> [TEXT SHOWN]:
*-*-*

By Sharon Jayson, USA TODAY
 

Divorce is on the decline in the USA, but a report to be released today suggests that may be due more to an increase in people living together than to more lasting marriages.

Janna Cordeiro and Sebastian Toomey, both 30, have been together for over 10 years and have no plans to get married. The couple lives in Atlanta.

By Michael Schwarz, USA TODAY

Couples who once might have wed and then divorced now are not marrying at all, according to The State of our Unions 2005. The annual report, which analyzes Census and other data, is issued by the National Marriage Project at New Jersey's Rutgers University.

The U.S. divorce rate is 17.7 per 1,000 married women, down from 22.6 in 1980. The marriage rate is also on a steady decline: a 50% drop since 1970 from 76.5 per 1,000 unmarried women to 39.9, says the report, whose calculations are based on an internationally used measurement.

"Cohabitation is here to stay," says David Popenoe, a Rutgers sociology professor and report co-author. "I don't think it's good news, especially for children," he says. "As society shifts from marriage to cohabitation which is what's happening you have an increase in family instability."

Cohabiting couples have twice the breakup rate of married couples, the report's authors say. And in the USA, 40% bring kids into these often-shaky live-in relationships.

*-*-*

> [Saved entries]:

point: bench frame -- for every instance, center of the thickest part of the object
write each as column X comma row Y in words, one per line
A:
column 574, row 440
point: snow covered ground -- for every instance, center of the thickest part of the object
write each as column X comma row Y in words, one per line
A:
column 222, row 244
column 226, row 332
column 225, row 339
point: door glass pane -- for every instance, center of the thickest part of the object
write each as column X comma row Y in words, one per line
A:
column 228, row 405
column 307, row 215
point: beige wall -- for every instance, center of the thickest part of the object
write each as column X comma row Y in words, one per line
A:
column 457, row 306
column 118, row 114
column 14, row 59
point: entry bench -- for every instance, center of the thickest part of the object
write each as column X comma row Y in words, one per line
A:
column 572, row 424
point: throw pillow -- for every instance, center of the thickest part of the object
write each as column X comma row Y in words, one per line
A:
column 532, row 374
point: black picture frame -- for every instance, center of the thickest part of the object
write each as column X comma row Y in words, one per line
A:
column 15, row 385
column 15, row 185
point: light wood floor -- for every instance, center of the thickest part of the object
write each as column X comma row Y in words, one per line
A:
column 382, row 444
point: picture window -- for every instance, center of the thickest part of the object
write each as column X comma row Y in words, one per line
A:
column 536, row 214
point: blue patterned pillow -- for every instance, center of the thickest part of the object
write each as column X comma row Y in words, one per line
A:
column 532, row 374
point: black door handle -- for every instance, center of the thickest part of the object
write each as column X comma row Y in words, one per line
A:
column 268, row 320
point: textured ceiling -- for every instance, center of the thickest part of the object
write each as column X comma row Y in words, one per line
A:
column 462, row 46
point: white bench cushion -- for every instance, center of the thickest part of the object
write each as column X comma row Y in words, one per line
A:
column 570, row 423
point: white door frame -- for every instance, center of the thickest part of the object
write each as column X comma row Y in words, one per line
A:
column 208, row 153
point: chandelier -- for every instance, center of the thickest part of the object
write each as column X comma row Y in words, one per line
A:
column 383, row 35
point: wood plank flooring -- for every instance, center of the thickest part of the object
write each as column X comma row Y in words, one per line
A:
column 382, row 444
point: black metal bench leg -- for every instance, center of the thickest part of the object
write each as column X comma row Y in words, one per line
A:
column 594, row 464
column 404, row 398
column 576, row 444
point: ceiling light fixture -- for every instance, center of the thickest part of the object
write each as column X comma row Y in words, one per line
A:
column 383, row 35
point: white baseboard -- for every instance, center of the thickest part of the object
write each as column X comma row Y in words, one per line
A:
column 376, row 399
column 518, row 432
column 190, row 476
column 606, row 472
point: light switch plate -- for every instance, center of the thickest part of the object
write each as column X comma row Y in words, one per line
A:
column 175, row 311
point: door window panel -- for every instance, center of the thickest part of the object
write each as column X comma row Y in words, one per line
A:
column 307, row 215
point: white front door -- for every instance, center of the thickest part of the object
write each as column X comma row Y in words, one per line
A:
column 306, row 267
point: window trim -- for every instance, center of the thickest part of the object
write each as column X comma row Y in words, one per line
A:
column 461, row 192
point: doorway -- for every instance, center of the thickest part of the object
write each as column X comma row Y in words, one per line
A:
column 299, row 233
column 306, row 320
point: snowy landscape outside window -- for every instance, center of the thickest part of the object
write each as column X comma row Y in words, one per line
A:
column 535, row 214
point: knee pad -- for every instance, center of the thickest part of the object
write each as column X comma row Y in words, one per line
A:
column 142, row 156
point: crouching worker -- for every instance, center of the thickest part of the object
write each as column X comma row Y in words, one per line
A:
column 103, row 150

*-*-*

> [ACTIVITIES]:
1) List every person named in the article on divorce and cohabitation.
2) Write the next part of the article on divorce and cohabitation.
The saved entries are separate from the article and have no connection to it.

> [RESULTS]:
1) Sharon Jayson, Janna Cordeiro, Sebastian Toomey, Michael Schwarz, David Popenoe

2)
"It is important now to think beyond the divorce rate to other kinds of couple unions and look at how stable they are," says Barbara Dafoe Whitehead, a social historian and report co-author.

"It's a pretty short period of time for that change (cohabitation) to have occurred and to have taken hold in the way it has," she says.

In the USA, 8.1% of coupled households are made up of unmarried, heterosexual partners. Although many European countries have higher cohabitation rates, divorce rates in those countries are lower, and more children grow up with both biological parents, even though the parents may not be married, Popenoe says.

The USA has the lowest percentage among Western nations of children who grow up with both biological parents, 63%, the report says.

"The United States has the weakest families in the Western world because we have the highest divorce rate and the highest rate of solo parenting," Popenoe says.